About this task
For every entry, output the exact wording.

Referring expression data
● ● ● ● ● ● ●
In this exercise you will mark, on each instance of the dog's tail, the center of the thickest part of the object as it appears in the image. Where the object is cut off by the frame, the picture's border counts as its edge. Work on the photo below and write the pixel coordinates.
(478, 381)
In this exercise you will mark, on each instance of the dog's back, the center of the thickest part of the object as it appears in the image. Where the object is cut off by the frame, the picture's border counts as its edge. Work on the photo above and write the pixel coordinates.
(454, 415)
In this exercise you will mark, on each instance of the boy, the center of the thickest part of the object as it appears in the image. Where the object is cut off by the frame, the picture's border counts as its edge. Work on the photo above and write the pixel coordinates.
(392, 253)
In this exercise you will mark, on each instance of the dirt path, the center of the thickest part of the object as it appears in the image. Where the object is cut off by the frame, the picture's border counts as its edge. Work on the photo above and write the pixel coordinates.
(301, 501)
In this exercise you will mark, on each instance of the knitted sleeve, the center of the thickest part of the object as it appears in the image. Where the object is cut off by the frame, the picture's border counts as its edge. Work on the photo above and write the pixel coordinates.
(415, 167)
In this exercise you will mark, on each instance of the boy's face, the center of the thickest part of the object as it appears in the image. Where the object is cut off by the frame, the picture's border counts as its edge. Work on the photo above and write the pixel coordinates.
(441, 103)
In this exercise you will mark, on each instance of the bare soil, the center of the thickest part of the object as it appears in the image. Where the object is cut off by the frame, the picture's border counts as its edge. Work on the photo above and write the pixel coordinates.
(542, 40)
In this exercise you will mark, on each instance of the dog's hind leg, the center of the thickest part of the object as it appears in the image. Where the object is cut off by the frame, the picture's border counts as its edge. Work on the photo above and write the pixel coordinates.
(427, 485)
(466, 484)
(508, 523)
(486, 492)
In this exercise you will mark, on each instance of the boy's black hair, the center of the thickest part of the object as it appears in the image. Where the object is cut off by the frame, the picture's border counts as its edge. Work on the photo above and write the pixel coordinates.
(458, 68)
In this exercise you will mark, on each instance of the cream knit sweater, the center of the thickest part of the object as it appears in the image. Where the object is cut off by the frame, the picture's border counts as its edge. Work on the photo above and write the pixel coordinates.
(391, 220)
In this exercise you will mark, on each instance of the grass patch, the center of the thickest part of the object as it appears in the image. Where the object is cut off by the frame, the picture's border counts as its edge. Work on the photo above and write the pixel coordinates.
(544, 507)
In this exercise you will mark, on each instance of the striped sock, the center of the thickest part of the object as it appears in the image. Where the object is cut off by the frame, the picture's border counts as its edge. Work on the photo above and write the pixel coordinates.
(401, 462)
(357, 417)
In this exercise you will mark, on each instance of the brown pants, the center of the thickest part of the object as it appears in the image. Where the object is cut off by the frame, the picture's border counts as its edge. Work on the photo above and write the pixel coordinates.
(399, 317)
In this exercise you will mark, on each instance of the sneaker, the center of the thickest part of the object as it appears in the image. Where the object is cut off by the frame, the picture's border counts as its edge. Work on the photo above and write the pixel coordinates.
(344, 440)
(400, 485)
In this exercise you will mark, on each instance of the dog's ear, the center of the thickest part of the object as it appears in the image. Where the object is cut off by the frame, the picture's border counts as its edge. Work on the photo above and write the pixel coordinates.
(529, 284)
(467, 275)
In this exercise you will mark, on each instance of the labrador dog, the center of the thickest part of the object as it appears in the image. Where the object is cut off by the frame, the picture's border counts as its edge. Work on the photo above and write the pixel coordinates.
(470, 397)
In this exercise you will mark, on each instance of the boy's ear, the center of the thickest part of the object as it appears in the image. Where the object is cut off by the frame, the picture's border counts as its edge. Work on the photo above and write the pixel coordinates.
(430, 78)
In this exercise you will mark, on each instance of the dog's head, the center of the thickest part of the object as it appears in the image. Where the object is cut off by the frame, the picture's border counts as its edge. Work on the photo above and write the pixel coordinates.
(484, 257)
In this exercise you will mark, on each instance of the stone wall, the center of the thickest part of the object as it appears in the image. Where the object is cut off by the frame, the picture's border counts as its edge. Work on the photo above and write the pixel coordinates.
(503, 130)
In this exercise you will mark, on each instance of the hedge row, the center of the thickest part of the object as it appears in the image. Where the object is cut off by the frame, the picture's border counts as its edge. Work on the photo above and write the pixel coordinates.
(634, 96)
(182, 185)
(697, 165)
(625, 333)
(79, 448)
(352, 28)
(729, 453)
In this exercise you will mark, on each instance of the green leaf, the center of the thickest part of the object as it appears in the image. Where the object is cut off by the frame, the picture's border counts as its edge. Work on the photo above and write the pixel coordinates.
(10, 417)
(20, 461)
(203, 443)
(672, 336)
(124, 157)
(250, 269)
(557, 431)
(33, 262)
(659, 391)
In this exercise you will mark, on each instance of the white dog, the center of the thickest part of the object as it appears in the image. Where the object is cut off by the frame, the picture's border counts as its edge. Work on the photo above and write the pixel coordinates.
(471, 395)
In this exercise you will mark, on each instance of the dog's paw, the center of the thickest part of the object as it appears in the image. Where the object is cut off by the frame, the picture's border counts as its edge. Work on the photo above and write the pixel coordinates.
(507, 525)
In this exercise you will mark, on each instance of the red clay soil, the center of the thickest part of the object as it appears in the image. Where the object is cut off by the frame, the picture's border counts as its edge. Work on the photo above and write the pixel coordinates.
● ● ● ● ● ● ●
Finished task
In this exercise you will mark, on each instance of the dog's tail, the center of the thickest part of the object as it appears in the image. Where the object is cut off by the frame, the picture's border counts as its edge. Work on the photo below and write the pixel coordinates.
(478, 381)
In this exercise you will mark, on each instance of the dog's back, the center of the thickest part of the object as it appears in the image. Where the object is cut off by the frame, the picture's border counts as its edge. Work on the photo above and write the pixel coordinates.
(454, 415)
In this exercise you will mark, on each instance of the boy, the center of the thickest part of the object as it appears in the image. Where the object is cut off by the frame, the picture's border counts as its edge. Work on the photo above and write the pixel coordinates.
(392, 253)
In this exercise you will mark, on each instance of the dirt path, the center of the thickest part of the object as it appears in the image. Where the object is cut off by the frame, the picture's border counts as its edge. Work on the photo above and write the pixel coordinates.
(301, 501)
In this exercise you will mark, on each instance of the knitted sleeve, the center of the thickest part of the object as it appears in the image. Where the object is cut off by the frame, the picture's border counts as its edge. Work on the photo above and write the pixel coordinates.
(415, 167)
In this exercise you will mark, on each instance of the boy's face, the center of the thickest part of the object as it appears in the image. Where the object is cut off by the frame, the picture's border counts as its edge. Work on the photo above and write the pixel coordinates.
(441, 103)
In this exercise you will mark, on each instance of the bare soil, the center of the thickest part of the object as it appears in the image. Where the object is cut off by the frame, the picture's border counts as its edge. Work on the photo above and write the pixel coordinates.
(542, 40)
In this exercise you will mark, on each instance of the dog's hind leg, the center of the thickest part of the object as it appears in the image. Where the object is cut off by the frame, the picture's border counts as its edge. Work on the photo above and write the pixel coordinates.
(427, 485)
(466, 484)
(508, 523)
(486, 492)
In this exercise you will mark, on each instance of the boy's black hair, the center of the thickest part of the object as it appears in the image. Where the object is cut off by the frame, the picture's border counts as its edge. Work on the photo above and write the pixel coordinates.
(458, 68)
In this exercise you will mark, on each instance of the cream knit sweater, the center of the thickest part of the object as it appears in the image. Where the object is cut off by the frame, the picture's border counts as its edge. Work on the photo above and write the pixel coordinates.
(391, 220)
In this exercise you will mark, on each instance of the grass patch, the center of the thickest part of the object as it appears in the image. Where the object is cut off by the frame, the picture's border counts as its edge. Work on the photo above and write the pixel coordinates.
(544, 507)
In this exercise you will mark, on each instance of the striped sock, the center of the thickest part of the object as it appears in the image. Where the object is cut off by the frame, the picture's border counts as its edge. Work on the photo above and write the pixel coordinates.
(401, 462)
(357, 417)
In this exercise you will mark, on each instance of the brown pants, the center of the thickest part of the object as it appears in the image. Where the object is cut off by the frame, the picture's border counts as its edge. Work on the photo above and write the pixel coordinates.
(399, 317)
In this exercise you will mark, on each instance of the sneaker, the center of the thickest part of the object as it appears in the image. Where the object is cut off by the frame, the picture's border counts as its edge. Work on the photo above and write the pixel coordinates.
(344, 440)
(400, 485)
In this exercise you will mark, on each instance of the dog's ear, the center of the thickest part of the object as it appears in the image. Where the object is cut off by the frame, the picture's border counts as its edge. Work on the photo above and write the pixel coordinates.
(529, 284)
(467, 275)
In this exercise you will mark, on each instance of the labrador dog, the center of the thickest part of the object as it appears in the image. Where the object is cut off by the frame, the picture's border counts as its edge. Work on the photo above and write the pixel coordinates.
(470, 397)
In this exercise you will mark, on each instance of the boy's ear, the center of the thickest part of the object as it appears in the image. Where the object is cut off by the frame, the picture's border counts as its edge. Work on the photo above and write the pixel coordinates.
(430, 78)
In this exercise you will mark, on each instance of the dog's head, the center of the thickest part of the object as it appears in the image. Where the object is cut off by the frame, the picture's border counts as its edge. Work on the photo above and write the pixel coordinates.
(484, 257)
In this exercise you will mark, on each instance of the stone wall, the center of the thickest part of the object as it appears in the image. Where the object is cut off by the frame, the picture's border counts as its edge. Work on the photo above and write the pixel coordinates.
(503, 130)
In this exercise you will mark, on each instance of the hedge row, the center of the thickest part of the object as it appears in the image. Where the object is cut off by the frame, the picture's border counts as its edge. Work on the photo above and write the pixel coordinates.
(634, 96)
(182, 185)
(697, 165)
(625, 333)
(79, 448)
(352, 28)
(729, 453)
In this exercise you will mark, on each instance of the green leaf, the center of the thickest part of the object as it appears in the image. Where the object is cut off by the frame, the picture's border counts as its edge. Work on the photo above and write the pixel coordinates.
(10, 417)
(20, 461)
(203, 443)
(672, 336)
(124, 157)
(250, 269)
(557, 431)
(33, 262)
(659, 391)
In this exercise you will mark, on each instance of the white dog, the center of the thickest part of the object as it appears in the image. Where the object is cut off by the frame, the picture's border counts as its edge. Work on the photo above and write the pixel coordinates.
(471, 395)
In this exercise you will mark, on each instance of the dog's paw, the center of the thickest part of the object as it appears in the image. Where the object is cut off by the frame, the picture's border counts as its edge. Work on the photo above and write the pixel coordinates.
(507, 525)
In this exercise you will mark, on each instance of the red clay soil, the center of the thickest part of the object as it appears in the image. Where the object is cut off by the frame, the picture's border counts as its edge. Work on the photo above and write the pixel coordinates.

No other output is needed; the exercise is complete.